====== WORKING DATA
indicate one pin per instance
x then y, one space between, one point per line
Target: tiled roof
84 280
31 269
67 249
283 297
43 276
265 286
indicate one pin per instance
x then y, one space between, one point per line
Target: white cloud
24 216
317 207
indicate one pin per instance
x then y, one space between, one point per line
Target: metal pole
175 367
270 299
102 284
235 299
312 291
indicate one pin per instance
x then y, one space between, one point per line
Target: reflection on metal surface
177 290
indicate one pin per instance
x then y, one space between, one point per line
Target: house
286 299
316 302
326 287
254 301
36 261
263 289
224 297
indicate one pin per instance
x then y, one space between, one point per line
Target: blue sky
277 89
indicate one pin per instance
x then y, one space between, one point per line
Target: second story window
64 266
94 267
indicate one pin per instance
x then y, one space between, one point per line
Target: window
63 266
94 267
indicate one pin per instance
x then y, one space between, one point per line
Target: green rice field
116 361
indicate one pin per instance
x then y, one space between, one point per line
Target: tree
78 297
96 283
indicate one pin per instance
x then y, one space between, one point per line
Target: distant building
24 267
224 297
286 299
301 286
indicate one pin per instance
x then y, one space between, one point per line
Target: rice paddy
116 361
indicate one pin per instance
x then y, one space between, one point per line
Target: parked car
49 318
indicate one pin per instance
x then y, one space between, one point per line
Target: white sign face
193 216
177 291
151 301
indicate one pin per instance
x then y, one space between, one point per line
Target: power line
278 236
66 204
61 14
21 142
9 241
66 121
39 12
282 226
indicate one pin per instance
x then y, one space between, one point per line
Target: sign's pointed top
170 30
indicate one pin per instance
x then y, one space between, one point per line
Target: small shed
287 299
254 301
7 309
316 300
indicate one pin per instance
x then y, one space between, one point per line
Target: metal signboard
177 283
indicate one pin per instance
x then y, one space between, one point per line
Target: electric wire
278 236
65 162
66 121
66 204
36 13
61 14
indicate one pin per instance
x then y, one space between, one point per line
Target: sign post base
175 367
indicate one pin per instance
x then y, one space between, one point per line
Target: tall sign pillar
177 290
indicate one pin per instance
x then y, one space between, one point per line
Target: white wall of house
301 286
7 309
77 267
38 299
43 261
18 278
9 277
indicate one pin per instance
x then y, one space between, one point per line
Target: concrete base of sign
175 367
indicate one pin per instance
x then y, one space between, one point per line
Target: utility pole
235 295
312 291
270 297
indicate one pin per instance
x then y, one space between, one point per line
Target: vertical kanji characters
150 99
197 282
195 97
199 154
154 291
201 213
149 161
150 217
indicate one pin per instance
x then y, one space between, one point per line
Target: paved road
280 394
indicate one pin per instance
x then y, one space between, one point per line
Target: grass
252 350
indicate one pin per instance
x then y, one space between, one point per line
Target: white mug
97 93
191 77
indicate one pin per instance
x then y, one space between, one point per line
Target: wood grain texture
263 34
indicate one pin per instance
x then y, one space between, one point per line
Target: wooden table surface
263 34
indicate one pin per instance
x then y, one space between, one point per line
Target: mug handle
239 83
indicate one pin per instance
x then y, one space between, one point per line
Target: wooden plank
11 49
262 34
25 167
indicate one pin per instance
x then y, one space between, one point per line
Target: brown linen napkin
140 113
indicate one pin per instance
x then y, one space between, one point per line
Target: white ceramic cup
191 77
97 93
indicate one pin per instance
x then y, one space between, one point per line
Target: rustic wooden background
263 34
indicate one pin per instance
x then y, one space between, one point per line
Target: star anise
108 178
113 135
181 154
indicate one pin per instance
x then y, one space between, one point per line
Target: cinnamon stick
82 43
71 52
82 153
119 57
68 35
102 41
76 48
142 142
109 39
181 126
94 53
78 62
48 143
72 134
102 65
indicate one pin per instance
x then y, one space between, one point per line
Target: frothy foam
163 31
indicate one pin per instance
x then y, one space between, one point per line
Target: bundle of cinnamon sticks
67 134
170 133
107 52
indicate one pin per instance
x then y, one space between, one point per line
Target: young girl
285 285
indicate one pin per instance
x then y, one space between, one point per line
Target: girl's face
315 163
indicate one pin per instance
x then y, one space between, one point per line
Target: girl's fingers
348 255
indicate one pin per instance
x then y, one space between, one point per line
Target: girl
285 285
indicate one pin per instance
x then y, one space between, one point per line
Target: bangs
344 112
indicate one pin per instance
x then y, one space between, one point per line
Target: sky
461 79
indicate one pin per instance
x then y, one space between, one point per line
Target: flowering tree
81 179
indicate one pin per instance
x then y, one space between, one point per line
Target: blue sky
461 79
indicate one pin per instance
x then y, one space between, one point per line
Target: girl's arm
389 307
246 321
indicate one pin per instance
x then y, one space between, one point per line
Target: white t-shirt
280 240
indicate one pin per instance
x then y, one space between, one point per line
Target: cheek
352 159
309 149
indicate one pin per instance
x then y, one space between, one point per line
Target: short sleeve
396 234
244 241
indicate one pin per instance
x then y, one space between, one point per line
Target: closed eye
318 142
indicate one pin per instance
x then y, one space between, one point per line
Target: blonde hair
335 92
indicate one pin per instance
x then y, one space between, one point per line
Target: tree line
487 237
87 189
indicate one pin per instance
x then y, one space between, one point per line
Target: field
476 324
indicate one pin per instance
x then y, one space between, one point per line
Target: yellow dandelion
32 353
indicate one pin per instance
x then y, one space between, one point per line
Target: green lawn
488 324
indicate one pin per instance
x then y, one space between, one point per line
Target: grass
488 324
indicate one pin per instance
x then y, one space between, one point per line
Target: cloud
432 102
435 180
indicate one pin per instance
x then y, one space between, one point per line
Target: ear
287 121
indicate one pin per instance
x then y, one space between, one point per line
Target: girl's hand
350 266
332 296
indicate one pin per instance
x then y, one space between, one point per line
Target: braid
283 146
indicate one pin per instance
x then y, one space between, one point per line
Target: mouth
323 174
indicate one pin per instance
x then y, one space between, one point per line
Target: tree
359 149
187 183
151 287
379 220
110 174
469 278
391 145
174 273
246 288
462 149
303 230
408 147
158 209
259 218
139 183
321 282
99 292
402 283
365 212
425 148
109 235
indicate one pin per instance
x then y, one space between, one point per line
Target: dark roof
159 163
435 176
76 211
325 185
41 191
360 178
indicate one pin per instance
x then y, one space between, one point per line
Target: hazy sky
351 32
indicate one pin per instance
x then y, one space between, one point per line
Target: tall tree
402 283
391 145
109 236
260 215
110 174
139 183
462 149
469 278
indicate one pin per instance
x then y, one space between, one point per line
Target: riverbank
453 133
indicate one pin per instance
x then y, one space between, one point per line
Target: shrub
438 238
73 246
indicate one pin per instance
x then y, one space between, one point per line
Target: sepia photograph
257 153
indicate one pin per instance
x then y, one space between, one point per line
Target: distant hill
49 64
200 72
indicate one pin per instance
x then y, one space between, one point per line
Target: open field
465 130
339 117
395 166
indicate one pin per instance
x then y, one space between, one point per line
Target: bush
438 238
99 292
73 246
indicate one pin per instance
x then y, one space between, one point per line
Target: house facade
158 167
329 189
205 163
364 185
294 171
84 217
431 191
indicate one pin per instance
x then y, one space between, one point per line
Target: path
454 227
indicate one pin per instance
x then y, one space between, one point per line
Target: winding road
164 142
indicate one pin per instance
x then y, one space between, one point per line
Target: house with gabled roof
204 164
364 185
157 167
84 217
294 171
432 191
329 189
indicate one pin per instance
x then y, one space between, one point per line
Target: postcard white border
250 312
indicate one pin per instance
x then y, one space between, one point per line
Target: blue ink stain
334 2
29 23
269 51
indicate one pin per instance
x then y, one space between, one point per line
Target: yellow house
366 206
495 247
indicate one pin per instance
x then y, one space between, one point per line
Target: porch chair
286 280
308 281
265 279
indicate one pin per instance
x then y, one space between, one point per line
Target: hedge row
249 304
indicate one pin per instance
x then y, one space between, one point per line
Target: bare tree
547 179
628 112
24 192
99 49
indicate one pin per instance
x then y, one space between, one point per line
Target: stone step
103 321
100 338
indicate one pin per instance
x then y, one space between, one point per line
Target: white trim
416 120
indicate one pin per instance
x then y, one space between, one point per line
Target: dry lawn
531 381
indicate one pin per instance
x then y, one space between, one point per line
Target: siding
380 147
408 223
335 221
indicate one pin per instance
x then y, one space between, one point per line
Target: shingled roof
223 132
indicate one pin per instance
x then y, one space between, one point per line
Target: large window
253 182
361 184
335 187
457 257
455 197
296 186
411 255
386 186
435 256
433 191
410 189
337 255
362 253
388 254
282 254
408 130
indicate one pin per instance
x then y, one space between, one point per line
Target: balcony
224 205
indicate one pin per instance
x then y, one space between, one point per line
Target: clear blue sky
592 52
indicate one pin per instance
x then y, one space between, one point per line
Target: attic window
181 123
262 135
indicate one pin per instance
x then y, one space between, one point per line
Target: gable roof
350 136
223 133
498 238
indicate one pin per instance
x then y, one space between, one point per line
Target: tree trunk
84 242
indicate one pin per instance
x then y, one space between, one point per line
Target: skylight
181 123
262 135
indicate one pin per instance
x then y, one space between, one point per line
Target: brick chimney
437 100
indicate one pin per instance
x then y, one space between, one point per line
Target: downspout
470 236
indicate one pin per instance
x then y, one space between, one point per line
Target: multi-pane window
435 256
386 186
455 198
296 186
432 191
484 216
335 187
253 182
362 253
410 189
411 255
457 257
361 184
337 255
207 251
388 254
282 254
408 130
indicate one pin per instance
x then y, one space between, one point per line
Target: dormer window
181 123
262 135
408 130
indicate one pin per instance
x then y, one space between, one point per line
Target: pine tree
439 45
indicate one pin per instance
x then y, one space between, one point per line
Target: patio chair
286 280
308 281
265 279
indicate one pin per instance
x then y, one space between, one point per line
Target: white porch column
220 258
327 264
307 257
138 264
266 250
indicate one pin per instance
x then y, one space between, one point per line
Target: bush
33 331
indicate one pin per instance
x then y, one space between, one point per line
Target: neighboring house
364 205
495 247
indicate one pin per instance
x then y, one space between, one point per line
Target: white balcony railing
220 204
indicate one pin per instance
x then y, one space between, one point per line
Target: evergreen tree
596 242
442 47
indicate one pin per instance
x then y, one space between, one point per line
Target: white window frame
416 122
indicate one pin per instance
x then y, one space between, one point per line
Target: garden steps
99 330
============
Return every line of the listing above that contains the string "girl", treating uppercase and lowercase as distinct.

Target: young girl
Target: girl's face
Target: girl's fingers
Target: girl
Target: girl's arm
Target: girl's hand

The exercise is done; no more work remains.